Terminé
de tomar aquella taza de café, disfrutando hasta el último sorbo de su aroma,
textura y sabor. Dejé mi taza sobre la barra y me despedí –Au revoir Antoine- dándole
la mano a aquel camarero que conocí hacía veinte minutos. Al salir de la
cafetería sentí el fresco de la tarde; empezaba el otoño y yo caminaba lento por
una de esas callecitas entrañables del Viejo Quebec; había llovido unas horas
antes y los adoquines del suelo, aún húmedo, refractaban un brillo tenue con reflejos
azulados y ocres…Unos cuantos metros más allá me detuve ante un artista
callejero, era un hombre de unos 50 años, barba larga y semicana, su mirada era
profunda, llevaba un frac negro, la cara pintada de blanco y sombrero de copa. Éramos
pocos los transeúntes que atentamente contemplamos a ese mimo que hizo una
representación de la Creación, por momentos hacía de Dios, por momentos hacía
de las distintas criaturas. De pronto tomó unos palos, como el de las escobas,
y a cada uno le puso una base plana y fue parando cada palo en distintas partes
del suelo. Cada uno de ellos tenía carteles con distintos nombres: la luna, las
plantas, el hombre, las montañas, los insectos, los mares, Dios, la tierra,
etc. Y, finalmente, sacó un ovillo de lana y empezó a hacer líneas de lana
entre palo y palo hasta que al final logró que todos y cada uno de esos
elementos estuvieran unidos.
Entones,
el reducido público, aplaudimos entendiendo que la brillante actuación de ese
artífice de los gestos tenía un claro mensaje: TODO ESTÁ UNIDO. En la vida, en
la naturaleza todo está entrelazado, allí radica la belleza de la creación, en
esa interrelación.
Sabemos
que la palabra “cosmética” viene de “cosmos”. Es decir que en el cosmos existe
un orden, un equilibrio…una belleza. Es
por eso que lo que hagamos puede ayudar a mantener ese equilibrio, esa belleza
o, por el contrario, puede romper ése balance, esa estética.
Las
personas encontramos nuestros equilibrios personales si nos RELACIONAMOS bien
con los otros, con la naturaleza, con nosotros mismos.

### Material proporcionado
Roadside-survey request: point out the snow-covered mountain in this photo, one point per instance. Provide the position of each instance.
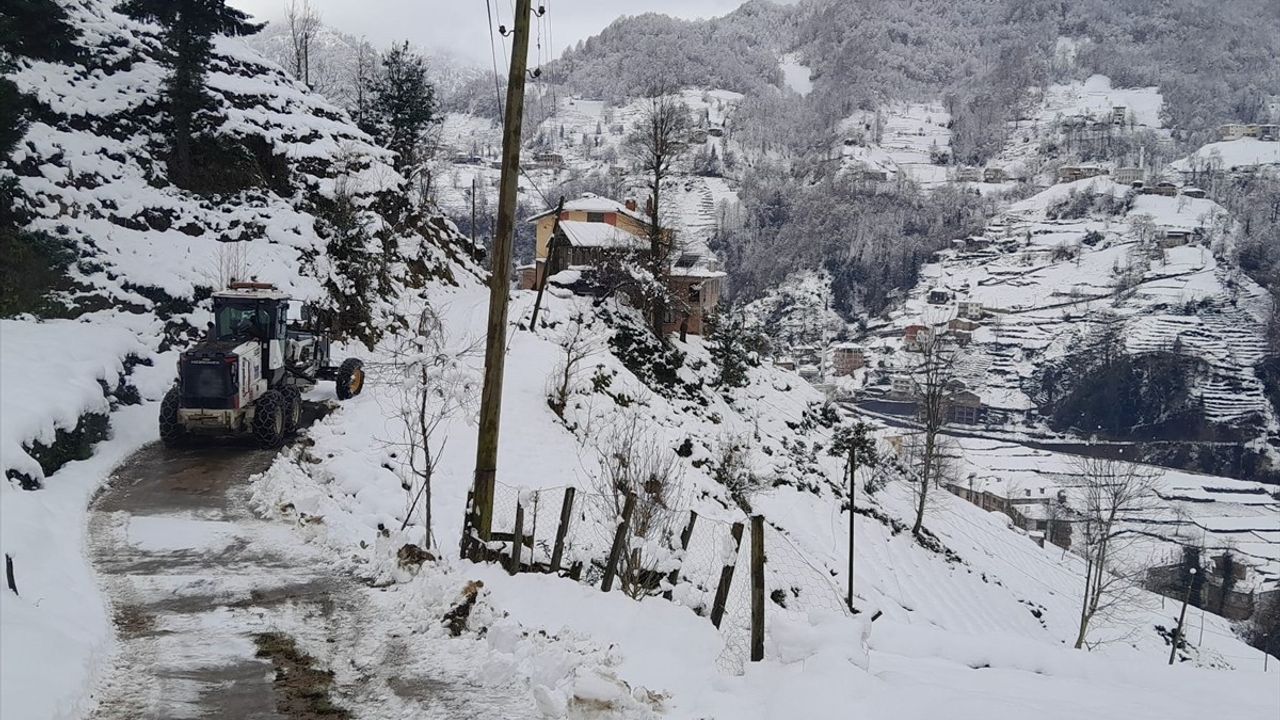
(972, 619)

### Tarea
Enumera las cualidades del café que, según el relato sobre el mimo del Viejo Quebec, se disfrutaron hasta el último sorbo. Responde basándote únicamente en el relato.

### Respuesta
El aroma, la textura y el sabor.